▶ [Activity] Whenever a picture appears in the records, exclude it, and transcribe everything else exactly.

** Record set follows **

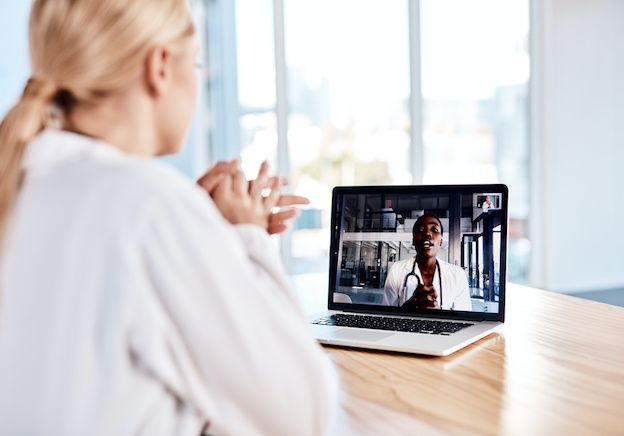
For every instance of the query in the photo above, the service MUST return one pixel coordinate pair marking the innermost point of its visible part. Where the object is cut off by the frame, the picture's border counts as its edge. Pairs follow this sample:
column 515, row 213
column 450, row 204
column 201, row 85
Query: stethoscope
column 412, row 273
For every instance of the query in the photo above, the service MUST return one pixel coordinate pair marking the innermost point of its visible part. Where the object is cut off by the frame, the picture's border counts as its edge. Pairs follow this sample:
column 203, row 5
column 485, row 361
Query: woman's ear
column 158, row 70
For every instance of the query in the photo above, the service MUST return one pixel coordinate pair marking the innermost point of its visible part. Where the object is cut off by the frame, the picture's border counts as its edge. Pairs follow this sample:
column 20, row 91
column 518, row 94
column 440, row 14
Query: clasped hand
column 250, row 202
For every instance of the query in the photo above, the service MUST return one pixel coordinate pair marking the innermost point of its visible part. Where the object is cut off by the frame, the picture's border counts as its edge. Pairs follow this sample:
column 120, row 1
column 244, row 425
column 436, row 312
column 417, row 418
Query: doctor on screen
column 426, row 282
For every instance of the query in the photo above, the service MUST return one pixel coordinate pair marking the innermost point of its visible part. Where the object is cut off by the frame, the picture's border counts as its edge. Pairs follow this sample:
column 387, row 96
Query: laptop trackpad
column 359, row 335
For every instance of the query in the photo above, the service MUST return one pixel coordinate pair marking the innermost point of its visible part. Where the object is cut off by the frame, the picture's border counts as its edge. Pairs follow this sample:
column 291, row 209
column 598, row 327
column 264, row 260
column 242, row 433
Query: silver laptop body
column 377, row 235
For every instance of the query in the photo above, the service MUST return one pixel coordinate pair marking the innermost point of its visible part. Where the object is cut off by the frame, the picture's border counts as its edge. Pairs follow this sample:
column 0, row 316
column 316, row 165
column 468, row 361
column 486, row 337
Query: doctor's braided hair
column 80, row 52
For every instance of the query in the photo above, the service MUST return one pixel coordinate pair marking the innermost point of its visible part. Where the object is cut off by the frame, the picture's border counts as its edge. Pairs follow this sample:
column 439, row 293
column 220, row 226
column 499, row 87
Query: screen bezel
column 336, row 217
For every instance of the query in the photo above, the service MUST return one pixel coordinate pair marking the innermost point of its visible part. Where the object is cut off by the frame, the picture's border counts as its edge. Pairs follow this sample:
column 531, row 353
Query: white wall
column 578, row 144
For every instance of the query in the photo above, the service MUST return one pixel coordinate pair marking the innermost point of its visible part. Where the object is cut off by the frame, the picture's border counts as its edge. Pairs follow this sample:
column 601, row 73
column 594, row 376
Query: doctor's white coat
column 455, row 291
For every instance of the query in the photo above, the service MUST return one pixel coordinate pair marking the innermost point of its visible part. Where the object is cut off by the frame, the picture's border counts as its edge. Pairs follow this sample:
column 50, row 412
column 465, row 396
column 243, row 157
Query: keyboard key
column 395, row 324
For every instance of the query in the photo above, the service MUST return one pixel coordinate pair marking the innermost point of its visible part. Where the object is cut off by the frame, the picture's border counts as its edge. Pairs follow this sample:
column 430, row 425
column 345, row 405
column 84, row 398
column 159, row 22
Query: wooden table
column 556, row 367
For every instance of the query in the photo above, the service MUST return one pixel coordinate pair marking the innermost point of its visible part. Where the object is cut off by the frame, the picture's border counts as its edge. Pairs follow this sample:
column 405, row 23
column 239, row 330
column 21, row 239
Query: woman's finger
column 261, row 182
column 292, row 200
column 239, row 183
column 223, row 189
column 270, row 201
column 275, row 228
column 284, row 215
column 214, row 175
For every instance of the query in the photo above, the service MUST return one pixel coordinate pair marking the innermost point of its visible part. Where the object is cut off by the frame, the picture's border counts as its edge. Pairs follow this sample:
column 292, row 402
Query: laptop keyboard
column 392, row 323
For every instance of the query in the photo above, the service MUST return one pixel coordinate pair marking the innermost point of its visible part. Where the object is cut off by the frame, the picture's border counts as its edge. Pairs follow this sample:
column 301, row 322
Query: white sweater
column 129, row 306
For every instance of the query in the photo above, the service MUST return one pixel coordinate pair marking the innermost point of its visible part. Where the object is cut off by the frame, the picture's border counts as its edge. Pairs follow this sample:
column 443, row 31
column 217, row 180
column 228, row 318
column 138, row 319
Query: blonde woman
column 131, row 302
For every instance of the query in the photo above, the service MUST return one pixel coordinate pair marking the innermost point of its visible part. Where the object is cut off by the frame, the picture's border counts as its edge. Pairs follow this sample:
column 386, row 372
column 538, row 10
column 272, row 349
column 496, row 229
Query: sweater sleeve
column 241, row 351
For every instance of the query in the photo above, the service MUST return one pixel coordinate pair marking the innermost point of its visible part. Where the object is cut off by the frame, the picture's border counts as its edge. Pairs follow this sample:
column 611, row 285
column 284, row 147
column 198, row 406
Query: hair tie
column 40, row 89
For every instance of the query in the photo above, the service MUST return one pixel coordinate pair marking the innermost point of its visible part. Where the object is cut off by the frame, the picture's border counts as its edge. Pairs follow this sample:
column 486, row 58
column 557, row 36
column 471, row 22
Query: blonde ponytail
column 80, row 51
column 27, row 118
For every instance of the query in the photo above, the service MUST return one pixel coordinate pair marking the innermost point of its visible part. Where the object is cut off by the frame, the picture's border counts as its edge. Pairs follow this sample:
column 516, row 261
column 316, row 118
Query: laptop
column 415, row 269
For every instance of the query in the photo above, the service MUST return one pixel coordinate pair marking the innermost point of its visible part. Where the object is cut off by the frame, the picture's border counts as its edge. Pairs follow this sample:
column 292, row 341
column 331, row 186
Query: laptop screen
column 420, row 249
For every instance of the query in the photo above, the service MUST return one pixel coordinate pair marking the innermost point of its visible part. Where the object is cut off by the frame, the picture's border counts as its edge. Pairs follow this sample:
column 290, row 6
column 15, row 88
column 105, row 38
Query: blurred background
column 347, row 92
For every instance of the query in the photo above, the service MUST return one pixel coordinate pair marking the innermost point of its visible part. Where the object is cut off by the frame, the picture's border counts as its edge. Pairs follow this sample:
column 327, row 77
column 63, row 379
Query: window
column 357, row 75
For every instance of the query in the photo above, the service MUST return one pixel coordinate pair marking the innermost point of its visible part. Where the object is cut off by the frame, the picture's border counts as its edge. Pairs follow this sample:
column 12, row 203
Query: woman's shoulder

** End of Record set **

▶ [Solution below]
For every instance of the query in the photo above, the service MUST return one pixel coordinate pair marking the innermost point of its visible part. Where the object is cut off by the frame, the picture's border counts as its edge. Pairs follow this sample:
column 515, row 213
column 450, row 204
column 201, row 85
Query: stethoscope
column 412, row 273
For every instance of the query in the photo above, the service MUST return one pixel coordinate pair marking the innermost point of its visible part. Where the object is cut off by the frame, the picture's border counts as its edge. Pairs follow this sample:
column 203, row 5
column 485, row 361
Query: woman's ear
column 158, row 70
For every instance of the query in the photo above, the service MUST return one pixel coordinate pair marking the innermost point of its visible part. Where the object is cut off by the frame, the picture's border counts as its edge. Pairs follow this sample:
column 20, row 91
column 518, row 94
column 440, row 14
Query: clasped hand
column 250, row 202
For every instance of the query in the photo above, the service MUST return one pixel coordinate pair marking the innermost point of its visible part. Where the object is cut off by the frame, the picture's border counts as its edge. Pairs follow this sample:
column 120, row 1
column 244, row 425
column 436, row 312
column 417, row 418
Query: doctor on screen
column 426, row 282
For every instance of the query in the photo above, the service MUST return one pixel coordinate pair marking the innermost point of its visible part. Where the object is cut off by the frame, the picture's border counts as its edge. Pairs follow this sample:
column 387, row 96
Query: laptop trackpad
column 359, row 335
For every instance of the query in the photo above, the service MUST return one pixel coordinate pair marking the innermost point of its visible part. Where the object is cut off by the frame, the picture's border counts as its edge. Pairs follow this sample:
column 291, row 209
column 598, row 327
column 264, row 260
column 242, row 433
Query: silver laptop body
column 377, row 235
For every instance of the query in the photo above, the service MUST return one pixel coordinate pair marking the innermost point of its visible part. Where the object is cut off by the frame, the picture's border counts as its edge. Pairs follow this sample:
column 0, row 316
column 316, row 165
column 468, row 361
column 486, row 337
Query: doctor's braided hair
column 80, row 52
For every instance of the query in the photo above, the service MUST return one pixel coordinate pair marking the innermost point of its visible part. Where the object is cut off by the frame, the picture's border counts as its edge. Pairs follow this sample:
column 439, row 293
column 220, row 226
column 499, row 87
Query: screen bezel
column 336, row 217
For every instance of the query in the photo above, the service MUST return one pixel coordinate pair marking the innermost point of its visible part. Where the object is cut off by the frame, the picture's border counts as its edge. Pairs follow this sample:
column 531, row 353
Query: white wall
column 578, row 144
For every instance of the query in the photo above, the service MUST return one pixel coordinate pair marking the innermost point of its visible part. Where the object is cut off by the frame, the picture's border counts as its edge. Pairs follow this sample:
column 601, row 73
column 594, row 376
Query: doctor's white coat
column 455, row 291
For every instance of the query in the photo above, the service MUST return one pixel coordinate pair marking the innermost point of its visible part. Where the object is cut off by the frame, the picture's border counts as its edge. Pairs follow this sample:
column 50, row 412
column 465, row 396
column 243, row 157
Query: keyboard key
column 395, row 324
For every instance of the query in the photo above, the service MUST return one pixel coordinate pair marking the innermost point of its visible part. Where the object is cut off by the frame, the picture's border counts as its edge. Pairs follow this sample:
column 430, row 425
column 345, row 405
column 84, row 398
column 159, row 22
Query: wooden table
column 556, row 367
For every instance of the query in the photo above, the service MUST return one pixel coordinate pair marking the innermost point of its visible part. Where the object is cut off by the frame, the picture's border counts as its edge. Pairs follow this sample:
column 405, row 23
column 239, row 330
column 21, row 239
Query: woman's finger
column 261, row 182
column 292, row 200
column 239, row 183
column 223, row 189
column 270, row 201
column 275, row 228
column 284, row 215
column 214, row 175
For every instance of the query in the photo above, the service MUST return one pixel coordinate pair marking the innermost point of its visible part. Where the object is cut off by the frame, the picture's border counts as its edge. Pairs follow this sample:
column 292, row 402
Query: laptop keyboard
column 392, row 323
For every instance of the query in the photo above, the service MUST return one pixel coordinate pair marking the innermost point of its visible part. Where the object is cut off by the frame, the picture's border counts as its edge. Pairs follow this sample:
column 301, row 322
Query: white sweater
column 129, row 306
For every instance of the query in the photo above, the service MUST return one pixel coordinate pair marking the innermost point of its visible part. Where the object is cut off by the frame, the picture's border counts as its edge. Pairs follow this sample:
column 443, row 31
column 217, row 180
column 228, row 318
column 138, row 319
Query: blonde woman
column 131, row 302
For every instance of the query in the photo above, the service MUST return one pixel coordinate pair marking the innermost point of its visible part. Where the object is cut off by the frame, the picture's border counts as its edge. Pairs follow this sample:
column 386, row 372
column 538, row 10
column 272, row 349
column 496, row 229
Query: sweater sleeve
column 241, row 351
For every instance of the query in the photo above, the service MUST return one pixel coordinate pair marking the innermost point of its visible part. Where the object is cut off by the frame, the picture's border counts as its edge. Pairs follow this sample:
column 611, row 285
column 284, row 147
column 198, row 406
Query: hair tie
column 40, row 89
For every instance of the query in the photo above, the service MUST return one pixel coordinate pair marking the innermost point of its visible part. Where the object is cut off by the frame, the picture's border counts as its edge. Pairs follow this sample:
column 486, row 58
column 557, row 36
column 471, row 22
Query: blonde ponytail
column 80, row 51
column 27, row 118
For every instance of the query in the photo above, the service MUST return one pixel coordinate pair marking the innermost point of its visible part. Where the object is cut off by the frame, the picture's border counts as its edge. Pairs follow this sample:
column 516, row 261
column 316, row 118
Query: laptop
column 415, row 269
For every instance of the query in the photo above, the service MUST return one pixel coordinate pair marking the innermost point of its visible part. Where the object is cut off by the frame, the picture's border counts as its edge. Pairs follow this sample:
column 292, row 341
column 331, row 186
Query: laptop screen
column 420, row 249
For every instance of the query in the photo above, the service MUST return one pixel coordinate pair marking the innermost point of its visible part. Where the object is cut off by the frame, the picture's border counts as its edge. Pairs follow this sample:
column 290, row 6
column 15, row 88
column 105, row 38
Query: blurred background
column 347, row 92
For every instance of the query in the photo above, the service MUST return one pixel coordinate pair marking the innermost point of its visible part. Where the object is cut off by the frame, the picture's border counts as its edge. Pairs follow this sample:
column 327, row 77
column 63, row 379
Query: window
column 357, row 75
For every instance of the query in the photo above, the service MUST return one pixel coordinate pair marking the innermost point of its visible part. Where the object is cut off by the frame, the picture's border counts as its edge. Pairs follow this sample:
column 12, row 203
Query: woman's shoulder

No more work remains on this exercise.